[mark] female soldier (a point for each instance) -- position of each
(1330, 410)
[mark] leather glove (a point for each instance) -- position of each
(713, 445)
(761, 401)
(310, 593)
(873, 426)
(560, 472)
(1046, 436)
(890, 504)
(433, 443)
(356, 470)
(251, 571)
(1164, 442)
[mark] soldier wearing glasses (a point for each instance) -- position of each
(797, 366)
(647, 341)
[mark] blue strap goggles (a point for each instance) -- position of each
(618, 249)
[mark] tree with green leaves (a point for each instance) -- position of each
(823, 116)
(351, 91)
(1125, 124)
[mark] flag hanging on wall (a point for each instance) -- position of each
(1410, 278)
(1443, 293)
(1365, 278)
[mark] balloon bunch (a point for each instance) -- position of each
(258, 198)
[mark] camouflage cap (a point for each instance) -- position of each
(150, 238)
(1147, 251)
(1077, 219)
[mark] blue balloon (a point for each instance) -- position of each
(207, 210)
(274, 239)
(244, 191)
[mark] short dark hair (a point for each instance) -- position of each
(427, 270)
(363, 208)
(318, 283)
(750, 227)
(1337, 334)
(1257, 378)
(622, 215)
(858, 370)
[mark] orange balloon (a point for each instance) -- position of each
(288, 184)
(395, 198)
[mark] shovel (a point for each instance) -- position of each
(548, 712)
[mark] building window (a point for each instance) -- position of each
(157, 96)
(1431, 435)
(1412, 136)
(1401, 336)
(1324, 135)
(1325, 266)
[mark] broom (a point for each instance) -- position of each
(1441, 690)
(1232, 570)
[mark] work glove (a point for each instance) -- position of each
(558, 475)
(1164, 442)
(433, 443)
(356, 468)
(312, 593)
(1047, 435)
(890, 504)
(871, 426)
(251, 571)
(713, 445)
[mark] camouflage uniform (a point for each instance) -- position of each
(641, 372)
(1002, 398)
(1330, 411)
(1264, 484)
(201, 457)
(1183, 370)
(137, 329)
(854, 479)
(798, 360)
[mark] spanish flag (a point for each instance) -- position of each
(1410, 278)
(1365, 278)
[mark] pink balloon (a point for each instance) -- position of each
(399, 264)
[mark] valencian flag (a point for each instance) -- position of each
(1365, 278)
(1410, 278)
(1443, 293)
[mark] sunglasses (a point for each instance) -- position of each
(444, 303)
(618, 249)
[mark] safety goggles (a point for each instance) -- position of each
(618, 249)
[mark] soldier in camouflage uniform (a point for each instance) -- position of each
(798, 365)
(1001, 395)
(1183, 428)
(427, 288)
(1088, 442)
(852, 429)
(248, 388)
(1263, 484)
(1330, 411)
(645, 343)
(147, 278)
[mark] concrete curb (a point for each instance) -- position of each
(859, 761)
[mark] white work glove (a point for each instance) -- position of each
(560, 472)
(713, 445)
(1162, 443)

········

- PROBLEM STATEMENT
Each line of the listing above should be output exactly.

- FULL SOLUTION
[mark] female soldier (a point for each instance) -- position of each
(1330, 410)
[mark] leather glove (a point for each instance) -- position of each
(713, 445)
(761, 401)
(310, 593)
(873, 426)
(560, 472)
(1046, 436)
(890, 504)
(433, 443)
(356, 470)
(251, 571)
(1164, 442)
[mark] soldier wearing glasses (a point for each instance) -- position of each
(797, 366)
(647, 341)
[mark] blue strap goggles (a point for each instance) -- position of each
(618, 249)
[mark] tree with green leaves (a point for each instance) -- position of each
(823, 116)
(351, 91)
(1125, 124)
[mark] flag hanging on wall (a point for each instance) -- position of each
(1410, 278)
(1443, 293)
(1365, 278)
[mark] balloon bunch (a point for each instance) -- position of each
(258, 198)
[mark] camouflage cap (a point for each instance) -- position of each
(150, 238)
(1147, 251)
(1077, 219)
[mark] blue balloon (a point for each instance) -- position of each
(207, 210)
(274, 239)
(244, 191)
[mark] short dark hair (a point for each instance) -- position of each
(427, 270)
(363, 208)
(318, 283)
(750, 227)
(1337, 334)
(1257, 378)
(622, 215)
(858, 370)
[mark] orange balloon (a point for each instance) -- position of each
(288, 184)
(395, 198)
[mark] shovel (a point for each instance) -- position of each
(548, 712)
[mark] building window (a point for each instance) -- position of each
(157, 96)
(1431, 435)
(1412, 136)
(1401, 336)
(1324, 135)
(1325, 266)
[mark] broom (a point for each instance) -- position of each
(1441, 690)
(1232, 570)
[mark] work glove (a point for each instance) -- position of each
(558, 475)
(1164, 442)
(433, 443)
(356, 468)
(312, 593)
(1047, 435)
(890, 504)
(871, 426)
(251, 571)
(713, 445)
[mark] camouflage uniform (a point for each instance) -- position of each
(641, 372)
(1002, 398)
(1330, 411)
(1264, 484)
(201, 457)
(1183, 370)
(137, 329)
(854, 479)
(798, 360)
[mark] spanish flag (a point for each instance) -- position of each
(1410, 278)
(1365, 278)
[mark] pink balloon (a point for each instance) -- position of each
(399, 264)
[mark] valencian flag (a point for each instance) -- position of each
(1365, 278)
(1410, 278)
(1443, 293)
[mark] sunglasses (a point for each instance) -- position of each
(444, 303)
(618, 249)
[mark] safety goggles (a point for each instance) -- position of each
(618, 249)
[mark] soldier in camouflage uniform (a point for each instance) -- position of each
(798, 365)
(1001, 395)
(1183, 428)
(427, 288)
(1088, 442)
(852, 429)
(248, 388)
(1263, 484)
(1330, 411)
(645, 343)
(147, 278)
[mark] concrete curb (a point for each instance) -- position of each
(859, 761)
[mark] white work glove (a point for each instance) -- position of each
(560, 472)
(713, 445)
(1162, 443)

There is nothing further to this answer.